WRITTEN EXERCISE
Replace "indicate" with "mark" everywhere it appears in the records below and write them out again with nothing else changed. Leave the pictures out of your answer.

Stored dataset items
<<<<

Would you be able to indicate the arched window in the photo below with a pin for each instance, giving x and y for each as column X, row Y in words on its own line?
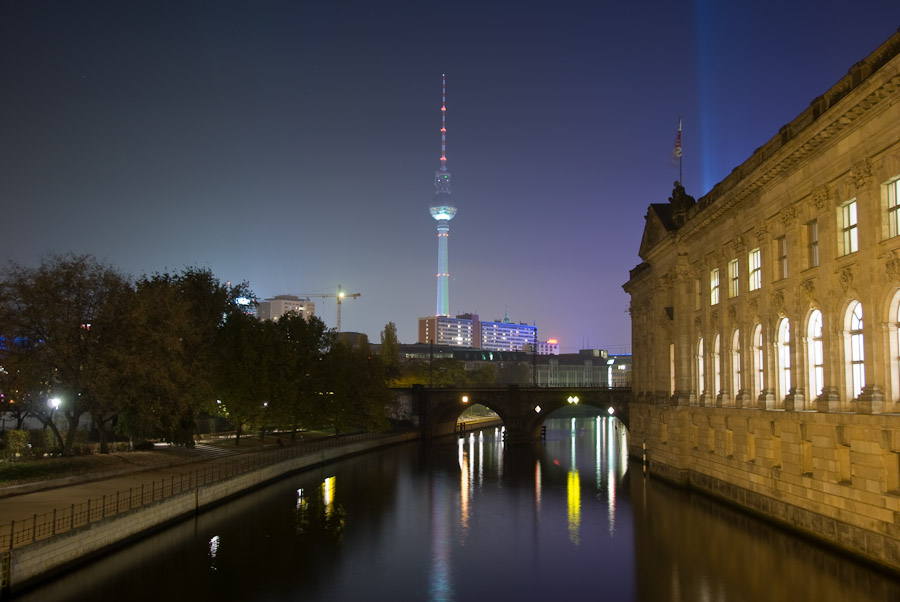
column 717, row 365
column 735, row 364
column 815, row 359
column 857, row 353
column 701, row 388
column 759, row 362
column 896, row 360
column 784, row 358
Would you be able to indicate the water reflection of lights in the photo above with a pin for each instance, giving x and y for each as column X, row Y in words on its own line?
column 611, row 463
column 328, row 495
column 440, row 583
column 213, row 551
column 463, row 488
column 573, row 490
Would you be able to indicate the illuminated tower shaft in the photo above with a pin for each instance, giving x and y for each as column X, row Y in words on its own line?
column 443, row 299
column 443, row 210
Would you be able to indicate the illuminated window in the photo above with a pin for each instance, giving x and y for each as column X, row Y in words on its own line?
column 714, row 286
column 780, row 258
column 717, row 365
column 849, row 235
column 755, row 270
column 812, row 244
column 735, row 364
column 759, row 361
column 701, row 388
column 784, row 358
column 857, row 352
column 897, row 352
column 894, row 207
column 733, row 283
column 816, row 359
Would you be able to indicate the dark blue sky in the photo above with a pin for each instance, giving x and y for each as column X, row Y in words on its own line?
column 293, row 144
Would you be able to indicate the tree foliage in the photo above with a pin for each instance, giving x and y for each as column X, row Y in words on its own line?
column 64, row 314
column 144, row 358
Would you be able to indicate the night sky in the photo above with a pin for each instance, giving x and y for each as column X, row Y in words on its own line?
column 294, row 144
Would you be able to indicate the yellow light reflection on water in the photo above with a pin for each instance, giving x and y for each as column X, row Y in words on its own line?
column 573, row 490
column 464, row 469
column 328, row 494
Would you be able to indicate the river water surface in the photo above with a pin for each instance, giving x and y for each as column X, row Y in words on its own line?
column 470, row 520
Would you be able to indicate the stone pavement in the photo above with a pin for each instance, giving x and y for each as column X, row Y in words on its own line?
column 22, row 502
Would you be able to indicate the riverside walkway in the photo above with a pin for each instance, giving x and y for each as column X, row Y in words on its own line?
column 37, row 511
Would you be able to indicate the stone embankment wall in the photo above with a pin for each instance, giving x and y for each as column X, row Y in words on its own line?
column 36, row 561
column 832, row 476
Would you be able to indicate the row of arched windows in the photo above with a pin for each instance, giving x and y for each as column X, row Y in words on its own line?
column 810, row 352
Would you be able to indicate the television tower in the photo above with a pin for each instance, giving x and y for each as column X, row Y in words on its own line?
column 442, row 210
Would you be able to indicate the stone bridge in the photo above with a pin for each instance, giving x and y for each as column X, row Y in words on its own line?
column 522, row 409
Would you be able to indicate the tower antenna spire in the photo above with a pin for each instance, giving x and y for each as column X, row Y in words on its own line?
column 442, row 210
column 444, row 122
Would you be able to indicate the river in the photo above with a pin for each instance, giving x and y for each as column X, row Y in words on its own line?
column 469, row 520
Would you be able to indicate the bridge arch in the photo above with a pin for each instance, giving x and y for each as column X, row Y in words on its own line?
column 522, row 409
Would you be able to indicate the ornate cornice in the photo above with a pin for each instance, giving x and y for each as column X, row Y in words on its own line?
column 788, row 217
column 820, row 197
column 862, row 174
column 778, row 157
column 892, row 266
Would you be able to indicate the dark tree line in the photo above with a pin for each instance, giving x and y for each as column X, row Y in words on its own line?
column 145, row 358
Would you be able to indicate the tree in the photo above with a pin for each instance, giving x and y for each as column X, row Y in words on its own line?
column 390, row 352
column 166, row 353
column 357, row 394
column 301, row 368
column 246, row 369
column 66, row 311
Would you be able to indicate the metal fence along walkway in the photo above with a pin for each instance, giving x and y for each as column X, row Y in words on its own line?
column 23, row 532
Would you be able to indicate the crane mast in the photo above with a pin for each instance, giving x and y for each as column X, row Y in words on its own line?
column 340, row 295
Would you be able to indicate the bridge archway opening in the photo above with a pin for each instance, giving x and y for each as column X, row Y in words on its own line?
column 478, row 411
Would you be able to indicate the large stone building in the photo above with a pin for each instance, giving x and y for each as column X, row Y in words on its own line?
column 781, row 287
column 766, row 347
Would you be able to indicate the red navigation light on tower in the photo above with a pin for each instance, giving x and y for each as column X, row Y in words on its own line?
column 443, row 210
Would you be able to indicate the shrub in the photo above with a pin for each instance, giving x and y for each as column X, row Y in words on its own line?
column 16, row 442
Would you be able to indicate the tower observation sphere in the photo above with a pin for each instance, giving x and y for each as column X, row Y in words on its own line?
column 443, row 210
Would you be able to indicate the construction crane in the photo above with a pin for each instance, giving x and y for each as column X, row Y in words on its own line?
column 341, row 295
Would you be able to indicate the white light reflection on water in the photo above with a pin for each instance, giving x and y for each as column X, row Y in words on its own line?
column 611, row 463
column 480, row 459
column 440, row 579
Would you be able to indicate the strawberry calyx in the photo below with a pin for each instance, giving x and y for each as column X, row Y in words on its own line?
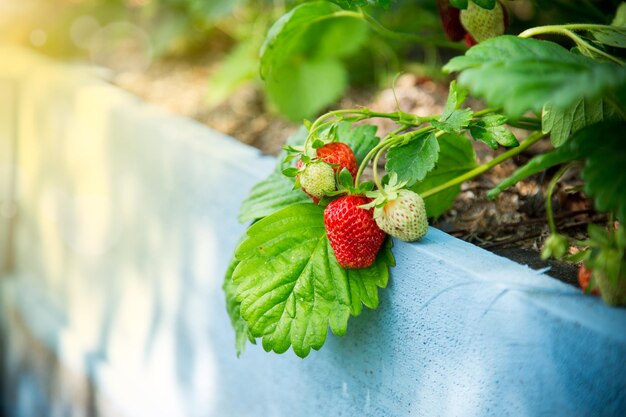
column 381, row 197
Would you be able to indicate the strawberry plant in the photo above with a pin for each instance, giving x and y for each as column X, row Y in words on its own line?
column 306, row 266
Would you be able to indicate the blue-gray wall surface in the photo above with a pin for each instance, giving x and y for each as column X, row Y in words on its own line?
column 126, row 222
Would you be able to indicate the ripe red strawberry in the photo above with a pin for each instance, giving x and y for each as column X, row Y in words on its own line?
column 352, row 231
column 339, row 154
column 482, row 24
column 450, row 20
column 584, row 275
column 469, row 41
column 317, row 183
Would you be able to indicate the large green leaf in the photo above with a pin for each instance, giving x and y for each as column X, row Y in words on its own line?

>>>>

SOLUTION TO THIS TASK
Would you be able to mark the arched window in the photo below with a pin for each instance, giving x and y for each as column X, row Y in words on its own line?
column 717, row 365
column 735, row 364
column 815, row 359
column 857, row 353
column 701, row 388
column 759, row 362
column 896, row 360
column 784, row 358
Would you be able to mark the water reflection of lights in the photo above with a pin for each instance, giving x and y for each as column X, row Y in words on its own line?
column 611, row 463
column 328, row 495
column 440, row 583
column 213, row 551
column 463, row 488
column 573, row 490
Would you be able to mark the illuminated tower shaft in the photo above with a pin for each instance, giving x and y for each as column X, row Y in words on its own line?
column 443, row 299
column 443, row 210
Would you be able to mark the illuminated window in the photo above with a pin for each instance, giving x and y for each as column X, row Y in words on its own line?
column 714, row 286
column 780, row 258
column 717, row 365
column 849, row 235
column 755, row 270
column 812, row 244
column 735, row 364
column 759, row 361
column 701, row 388
column 784, row 358
column 857, row 352
column 897, row 352
column 894, row 207
column 733, row 283
column 816, row 359
Would you be able to mark the dark blue sky in the photo above with a pin for each instance, giving x and y for each as column X, row Y in words on its own line?
column 293, row 144
Would you be able to mark the tree foliage in the photo above with a pin for each instance, giving x and y for each as column X, row Y in words on its own line?
column 64, row 314
column 144, row 358
Would you be able to mark the night sky in the photo above with a pin for each instance, giving x and y for each as column X, row Y in words on its own line?
column 294, row 144
Would you be able to mark the yellow light reflection on water in the photo above with a pin for each instance, giving x and y for each as column X, row Y in words on its own line?
column 573, row 490
column 464, row 469
column 328, row 494
Would you be able to mark the river water surface in the photo above with a pin for each instance, giving x and y for each as column X, row Y in words on its own line?
column 470, row 520
Would you be able to mark the stone pavement in the photo above with a pin for each instance, giving x and y for each as column X, row Y in words on its own line?
column 22, row 502
Would you be able to mark the riverside walkway in the photo above with a pin for each instance, giving x and y for each as column X, row Y in words on its own line?
column 37, row 511
Would you be able to mark the stone embankment wall in the photo above with a pin for each instance, giving x and y for each as column X, row Y in words on its own line?
column 36, row 561
column 832, row 476
Would you be able to mark the row of arched windows in the photo above with a pin for each instance, giving x and y for each as column X, row Y in words on its own line?
column 810, row 352
Would you be able to mark the television tower in the photo above with a pin for each instance, giving x and y for each as column X, row Y in words on its own line?
column 442, row 210
Would you be able to mark the stone bridge in the photo above with a pin for each instance, giving x and y for each as column X, row Y in words on its own line?
column 522, row 409
Would you be able to mark the tower antenna spire in the photo above with a pin for each instance, giving x and y for each as column X, row Y in words on its own line?
column 442, row 210
column 444, row 122
Would you be able to mark the river in the photo above with a pin for each instance, giving x and y for each as column X, row Y in words on its own line?
column 469, row 520
Would you be able to mark the bridge arch in the photo above with a pin for each instance, giving x and y for each as column X, row Y in words on its own line?
column 522, row 409
Would you be able to mark the ornate cornice in the photo above with a pin for each instance, giving x and y for each as column X, row Y in words on its own line?
column 788, row 217
column 820, row 197
column 862, row 174
column 778, row 157
column 892, row 266
Would you be able to mark the dark tree line in the photo above with a pin for each instance, giving x and y for each as column X, row Y in words on its own line?
column 145, row 358
Would you be able to mark the tree in the photo above with a pin for each instance, giving x and y for each as column X, row Y in words on its own line?
column 390, row 352
column 166, row 353
column 357, row 394
column 301, row 368
column 246, row 369
column 66, row 311
Would you be able to mark the metal fence along walkway in the photo above with a pin for each instance, giving x and y for each as column X, row Y in words on its own line?
column 23, row 532
Would you be able to mark the crane mast in the photo above with a pin for each instance, giving x and y for each as column X, row Y in words on its own line?
column 340, row 295
Would you be able to mark the bridge archway opening in the photo above with a pin for each instance, giving x and y for each as column X, row Y in words on its own line?
column 478, row 411
Would you be able to mark the large stone building in the photo above with a pin for each instance, giving x and y for each as column X, row Y in words on its own line?
column 781, row 287
column 766, row 347
Would you be able to mark the red navigation light on tower in the photo above with a pin for each instance, giving x and y for each as column X, row Y in words on its own line?
column 443, row 210
Would you be able to mark the shrub in the photo above with a pin for each instance, giving x and y for each as column X, row Y in words on its own line?
column 16, row 442
Would you be able to mark the tower observation sphere in the photo above with a pin for each instance, giving x and y for each as column X, row Y in words on its own line?
column 443, row 210
Would you be able to mark the construction crane in the photo above with a pin for each instance, giving x and y for each as column X, row Y in words on its own line?
column 341, row 295
Would you be able to mark the white light reflection on water in the photo above with a pin for each instance, giving x and y for each as column X, row Y in words on its own line?
column 611, row 463
column 480, row 459
column 440, row 579
Would you be able to mark the strawberry calyx in the photo below with a pin for each instance, giving x and y for each as column X, row Y in words on its own line?
column 381, row 197
Would you be able to mark the strawberry plant in the photo above with a pin for each instance, giving x and y for each as column X, row Y in words on its own line?
column 306, row 266
Would you be able to mark the blue-gray wall surface in the photo above with a pin for each instance, giving x and y for each as column X, row Y in words on its own line?
column 126, row 222
Would you be able to mark the ripe red strawberry in the photo above with a pin for each instance, giving x and y for each as column X, row Y in words on its own line?
column 352, row 231
column 339, row 154
column 482, row 24
column 450, row 20
column 584, row 275
column 469, row 41
column 317, row 183
Would you be able to mark the large green leaf in the photo above with a pin for each instance, giving x and y for each as column X, row Y in words on its own line?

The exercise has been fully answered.